:: WORKING DATA
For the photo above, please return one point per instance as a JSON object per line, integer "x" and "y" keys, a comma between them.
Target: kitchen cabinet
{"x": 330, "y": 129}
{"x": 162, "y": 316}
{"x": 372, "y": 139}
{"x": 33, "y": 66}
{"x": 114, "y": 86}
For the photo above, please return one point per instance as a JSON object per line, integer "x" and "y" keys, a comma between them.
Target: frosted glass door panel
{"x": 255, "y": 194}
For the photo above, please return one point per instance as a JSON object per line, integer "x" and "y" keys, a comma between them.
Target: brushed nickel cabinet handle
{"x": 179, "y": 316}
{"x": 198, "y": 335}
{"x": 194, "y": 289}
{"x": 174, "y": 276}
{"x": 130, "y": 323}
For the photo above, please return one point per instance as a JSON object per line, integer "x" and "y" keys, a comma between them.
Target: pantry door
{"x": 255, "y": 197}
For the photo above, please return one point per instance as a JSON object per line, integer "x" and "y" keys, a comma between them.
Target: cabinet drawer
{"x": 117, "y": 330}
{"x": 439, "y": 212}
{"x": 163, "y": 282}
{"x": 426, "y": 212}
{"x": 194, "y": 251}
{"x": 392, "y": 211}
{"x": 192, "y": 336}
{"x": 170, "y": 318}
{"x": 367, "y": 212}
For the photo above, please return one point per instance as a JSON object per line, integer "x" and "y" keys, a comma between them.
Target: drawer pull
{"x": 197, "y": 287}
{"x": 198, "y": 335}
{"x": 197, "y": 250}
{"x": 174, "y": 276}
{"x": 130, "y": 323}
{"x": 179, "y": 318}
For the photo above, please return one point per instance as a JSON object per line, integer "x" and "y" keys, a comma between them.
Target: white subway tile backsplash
::::
* PROBLEM DETAILS
Give exactly the lines from the one with "Target: brushed nickel cabinet handle" to the end of the entries, nothing before them.

* FINISHED EXERCISE
Target: brushed nickel cabinet handle
{"x": 179, "y": 316}
{"x": 198, "y": 335}
{"x": 194, "y": 289}
{"x": 174, "y": 276}
{"x": 130, "y": 323}
For the photo above, please return one point per instance as a JSON object per line, integer "x" and "y" keys, a comma between them.
Target: pantry door
{"x": 255, "y": 197}
For the photo above, please return one point per instance as a JSON object per line, integer "x" and "y" keys, a comma between them.
Target: cabinet drawer
{"x": 117, "y": 330}
{"x": 439, "y": 212}
{"x": 163, "y": 282}
{"x": 426, "y": 212}
{"x": 194, "y": 251}
{"x": 392, "y": 211}
{"x": 192, "y": 336}
{"x": 170, "y": 318}
{"x": 367, "y": 212}
For the photo above, please return one point per instance as a JSON object per line, integer "x" and "y" keys, a comma between them.
Target: drawer pull
{"x": 197, "y": 287}
{"x": 198, "y": 335}
{"x": 197, "y": 250}
{"x": 174, "y": 276}
{"x": 130, "y": 323}
{"x": 179, "y": 318}
For the photo above, please return one point per instance as a JSON object per line, integer "x" and "y" keys, a comma between them.
Target: white subway tile backsplash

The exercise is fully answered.